At the workshop, we began with the participants naming three words which they associate with museums. Many people said that a museum should be interactive, modern and innovative. But those touch screens are just a façade. And this façade will fail if there is no core – one which the museum exists for, and ideas that the museum conveys to the world. We need to create such a core and it is very difficult.

We spent some time discussing the difference between history and stories. History, as a substance, is similar to amber, in which some prehistoric insects become “stuck”. Stories are what we ourselves produce. Museums must move from polishing history to the production of stories, i.e. some narratives and aspirations. History has no end. And we must show this incompleteness, this openness to continuation.

Museums as engines of change

Today, projects like At the Heart of the Community are timely, because decentralisation is ongoing in Ukraine; towns and cities are receiving more powers, and they are choosing how they develop further. This is great if the future of the towns takes place in sustainable way. In such event, a museum can and should become a platform where different communities come together, and culture becomes a resource for development.

What we do in the intimate format of the workshop requires the expansion and attraction of different audiences. These processes cannot be artificially accelerated. Otherwise, a community is formed that will simply break up without any pressure from outside.

Some spontaneous social processes occur without meaningful content. Something substantial is overlooked by people. There is cultural, social, intellectual and human capital, and it is necessary to combine them. We need a place where they can be made public. It is best to do this through cultural institutions. A town should have a social centre, where the community can address issues of self-government. I think gradually such centres will appear. But while there aren’t any, museums can take on this function and carry out certain processes, and then transfer the groundwork they have laid to the town. Museums are portals of communication between the town and its community and the wider world.

The museum is one of the most globalised of institutions. In fact, no city in the world lacks a museum. Museums are to a city what streets with houses are, or shopping areas and people. They are a space through which the voice and the memory of the people, and their artefacts, speak more than they do at home. A functional item becomes a semantic artefact. The museum concentrates the voices of the town and can send this information on further to the wider world. We must learn to use the museum as a means of communication with the world. This is the point of projects such as At the Heart of the Community.

The museum as a platform for communication

I called my workshop in Melitopol The Museum as Storyteller. The most common type of museum in Ukraine is the regional one. Such places exist in every regional centre. Often, what they represent is monumental history, typical of similar museums in Ukraine, from Uzhgorod to Donetsk. The exhibition simply has to include the moment the territory was settled, nature in the guise of various stuffed animals, collections of dried plants and other “gems”, war sections with weapons and ammunition, photographs, and a “corner of achievements”, often steeped in socialism. You are thrown into this history and, like a bug in amber, you freeze. You are expected to bow before such history.

A museum teaches us “not to rock the boat,” because everything has already been decided for the people. This message destroys our human relationship with the world, denying the thesis that everyone can do something important. The challenge is to move from history to stories, comparable to humans. Despite their richness in numbers, dates, and indexes, museums are deafeningly silent. But a museum can and should speak with a human voice, and tell interesting stories. The essence of my workshop in Melitopol was for museum workers to understand: they are moderators between the past, present and future, between different communities.

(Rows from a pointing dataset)
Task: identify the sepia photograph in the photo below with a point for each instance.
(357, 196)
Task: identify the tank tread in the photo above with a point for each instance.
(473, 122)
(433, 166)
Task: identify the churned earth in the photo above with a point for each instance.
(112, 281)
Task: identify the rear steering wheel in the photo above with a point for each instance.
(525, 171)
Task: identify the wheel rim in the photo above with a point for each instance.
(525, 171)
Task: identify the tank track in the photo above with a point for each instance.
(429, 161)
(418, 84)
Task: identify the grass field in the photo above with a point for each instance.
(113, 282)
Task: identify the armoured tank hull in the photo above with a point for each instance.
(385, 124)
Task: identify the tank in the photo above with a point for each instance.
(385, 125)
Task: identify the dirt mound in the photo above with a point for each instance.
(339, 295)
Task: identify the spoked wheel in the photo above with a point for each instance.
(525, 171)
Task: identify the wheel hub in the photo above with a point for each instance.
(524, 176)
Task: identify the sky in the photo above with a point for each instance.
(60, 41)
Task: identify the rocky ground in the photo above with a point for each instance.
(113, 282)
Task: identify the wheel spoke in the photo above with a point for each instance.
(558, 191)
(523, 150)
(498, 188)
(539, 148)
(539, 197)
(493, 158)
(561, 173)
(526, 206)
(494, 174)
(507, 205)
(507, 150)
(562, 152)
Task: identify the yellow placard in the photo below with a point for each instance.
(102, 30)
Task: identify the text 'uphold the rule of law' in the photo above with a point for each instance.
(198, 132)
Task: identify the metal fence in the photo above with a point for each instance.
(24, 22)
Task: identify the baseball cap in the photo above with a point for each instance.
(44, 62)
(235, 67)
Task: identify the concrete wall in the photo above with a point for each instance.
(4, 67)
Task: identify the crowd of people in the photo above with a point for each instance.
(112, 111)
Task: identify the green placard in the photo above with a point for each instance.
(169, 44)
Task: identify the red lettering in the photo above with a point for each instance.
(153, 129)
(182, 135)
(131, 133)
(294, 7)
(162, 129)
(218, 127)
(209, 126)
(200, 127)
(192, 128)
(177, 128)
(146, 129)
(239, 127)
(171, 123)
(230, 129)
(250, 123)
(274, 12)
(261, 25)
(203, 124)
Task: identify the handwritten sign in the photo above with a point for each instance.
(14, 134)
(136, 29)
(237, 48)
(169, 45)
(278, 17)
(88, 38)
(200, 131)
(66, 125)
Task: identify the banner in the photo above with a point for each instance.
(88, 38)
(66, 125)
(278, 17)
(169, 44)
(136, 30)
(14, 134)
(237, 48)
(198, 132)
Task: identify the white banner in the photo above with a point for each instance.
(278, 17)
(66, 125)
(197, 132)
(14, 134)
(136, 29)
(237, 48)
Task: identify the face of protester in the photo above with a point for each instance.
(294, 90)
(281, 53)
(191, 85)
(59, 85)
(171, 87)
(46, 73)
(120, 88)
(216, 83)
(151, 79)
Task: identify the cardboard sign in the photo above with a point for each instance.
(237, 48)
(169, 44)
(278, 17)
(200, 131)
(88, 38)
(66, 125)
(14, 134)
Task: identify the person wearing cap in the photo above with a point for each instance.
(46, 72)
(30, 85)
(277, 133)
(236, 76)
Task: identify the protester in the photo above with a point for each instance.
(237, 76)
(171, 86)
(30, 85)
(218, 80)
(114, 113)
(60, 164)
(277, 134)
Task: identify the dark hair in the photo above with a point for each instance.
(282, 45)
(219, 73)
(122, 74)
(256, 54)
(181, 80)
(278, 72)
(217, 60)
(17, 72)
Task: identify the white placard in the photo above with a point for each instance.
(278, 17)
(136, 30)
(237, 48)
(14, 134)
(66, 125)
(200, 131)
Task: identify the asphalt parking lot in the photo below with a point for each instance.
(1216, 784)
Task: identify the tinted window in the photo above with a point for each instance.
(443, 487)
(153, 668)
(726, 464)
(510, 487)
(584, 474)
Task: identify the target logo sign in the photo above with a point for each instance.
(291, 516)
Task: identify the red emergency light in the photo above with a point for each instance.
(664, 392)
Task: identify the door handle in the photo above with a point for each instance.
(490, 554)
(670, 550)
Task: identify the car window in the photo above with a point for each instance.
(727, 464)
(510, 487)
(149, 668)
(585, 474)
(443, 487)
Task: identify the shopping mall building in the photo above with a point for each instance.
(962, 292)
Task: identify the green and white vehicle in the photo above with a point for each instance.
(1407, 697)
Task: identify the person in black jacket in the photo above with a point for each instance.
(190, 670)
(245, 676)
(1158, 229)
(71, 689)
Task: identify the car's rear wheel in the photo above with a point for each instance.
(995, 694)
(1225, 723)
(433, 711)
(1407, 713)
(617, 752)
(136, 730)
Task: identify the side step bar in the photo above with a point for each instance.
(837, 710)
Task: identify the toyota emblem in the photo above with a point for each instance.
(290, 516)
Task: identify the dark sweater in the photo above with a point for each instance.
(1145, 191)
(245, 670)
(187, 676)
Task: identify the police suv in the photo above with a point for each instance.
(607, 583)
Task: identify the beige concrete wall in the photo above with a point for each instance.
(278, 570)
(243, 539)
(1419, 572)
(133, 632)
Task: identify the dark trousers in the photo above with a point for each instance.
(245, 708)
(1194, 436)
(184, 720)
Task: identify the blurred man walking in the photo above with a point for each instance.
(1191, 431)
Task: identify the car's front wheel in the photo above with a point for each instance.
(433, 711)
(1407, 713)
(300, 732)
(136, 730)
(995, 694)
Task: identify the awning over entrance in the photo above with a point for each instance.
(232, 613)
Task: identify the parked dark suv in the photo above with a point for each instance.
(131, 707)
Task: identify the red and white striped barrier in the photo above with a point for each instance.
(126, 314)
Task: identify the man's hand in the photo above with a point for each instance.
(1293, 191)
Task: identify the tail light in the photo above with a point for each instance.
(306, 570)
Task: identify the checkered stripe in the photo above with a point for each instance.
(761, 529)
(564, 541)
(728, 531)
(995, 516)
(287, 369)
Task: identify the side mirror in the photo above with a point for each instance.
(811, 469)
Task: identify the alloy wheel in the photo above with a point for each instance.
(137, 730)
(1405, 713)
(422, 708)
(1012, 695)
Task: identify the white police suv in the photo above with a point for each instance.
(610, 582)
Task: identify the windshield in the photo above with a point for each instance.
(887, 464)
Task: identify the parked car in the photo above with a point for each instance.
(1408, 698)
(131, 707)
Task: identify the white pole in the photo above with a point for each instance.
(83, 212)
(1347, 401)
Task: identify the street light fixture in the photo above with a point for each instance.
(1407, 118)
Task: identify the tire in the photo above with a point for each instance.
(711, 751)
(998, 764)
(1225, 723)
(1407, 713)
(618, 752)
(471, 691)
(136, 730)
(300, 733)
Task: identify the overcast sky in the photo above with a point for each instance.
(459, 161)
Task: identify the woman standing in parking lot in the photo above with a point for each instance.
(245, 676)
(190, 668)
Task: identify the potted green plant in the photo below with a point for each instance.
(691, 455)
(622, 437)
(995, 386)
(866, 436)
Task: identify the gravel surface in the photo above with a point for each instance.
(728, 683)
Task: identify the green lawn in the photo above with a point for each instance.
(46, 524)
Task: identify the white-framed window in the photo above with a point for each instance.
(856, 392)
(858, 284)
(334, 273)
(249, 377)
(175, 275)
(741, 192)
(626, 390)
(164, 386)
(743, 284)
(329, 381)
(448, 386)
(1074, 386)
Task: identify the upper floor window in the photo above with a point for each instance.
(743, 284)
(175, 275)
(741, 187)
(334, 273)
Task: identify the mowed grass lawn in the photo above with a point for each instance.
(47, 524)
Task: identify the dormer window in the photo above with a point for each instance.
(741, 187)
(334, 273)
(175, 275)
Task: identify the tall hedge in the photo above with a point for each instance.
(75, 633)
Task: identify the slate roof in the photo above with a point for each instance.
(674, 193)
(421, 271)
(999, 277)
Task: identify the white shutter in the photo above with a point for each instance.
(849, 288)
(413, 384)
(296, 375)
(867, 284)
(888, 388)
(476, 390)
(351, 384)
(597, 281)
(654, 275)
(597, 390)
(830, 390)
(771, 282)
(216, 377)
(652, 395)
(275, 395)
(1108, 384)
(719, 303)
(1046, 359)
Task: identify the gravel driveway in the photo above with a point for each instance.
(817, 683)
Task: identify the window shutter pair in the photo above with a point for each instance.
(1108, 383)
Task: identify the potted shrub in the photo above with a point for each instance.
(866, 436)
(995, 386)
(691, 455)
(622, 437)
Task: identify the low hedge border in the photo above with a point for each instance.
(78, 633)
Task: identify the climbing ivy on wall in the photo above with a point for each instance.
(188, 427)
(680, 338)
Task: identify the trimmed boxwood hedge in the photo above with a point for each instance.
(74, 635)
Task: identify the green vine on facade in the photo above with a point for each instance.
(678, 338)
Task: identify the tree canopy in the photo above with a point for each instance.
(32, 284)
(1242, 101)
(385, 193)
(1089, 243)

CHALLENGES
1. From the museum workshop passage, extract the text starting with "We spent some" and going on through "openness to continuation.".
2. In the museum workshop passage, what was the workshop in Melitopol called?

THE RESPONSES
1.
We spent some time discussing the difference between history and stories. History, as a substance, is similar to amber, in which some prehistoric insects become “stuck”. Stories are what we ourselves produce. Museums must move from polishing history to the production of stories, i.e. some narratives and aspirations. History has no end. And we must show this incompleteness, this openness to continuation.

2. The Museum as Storyteller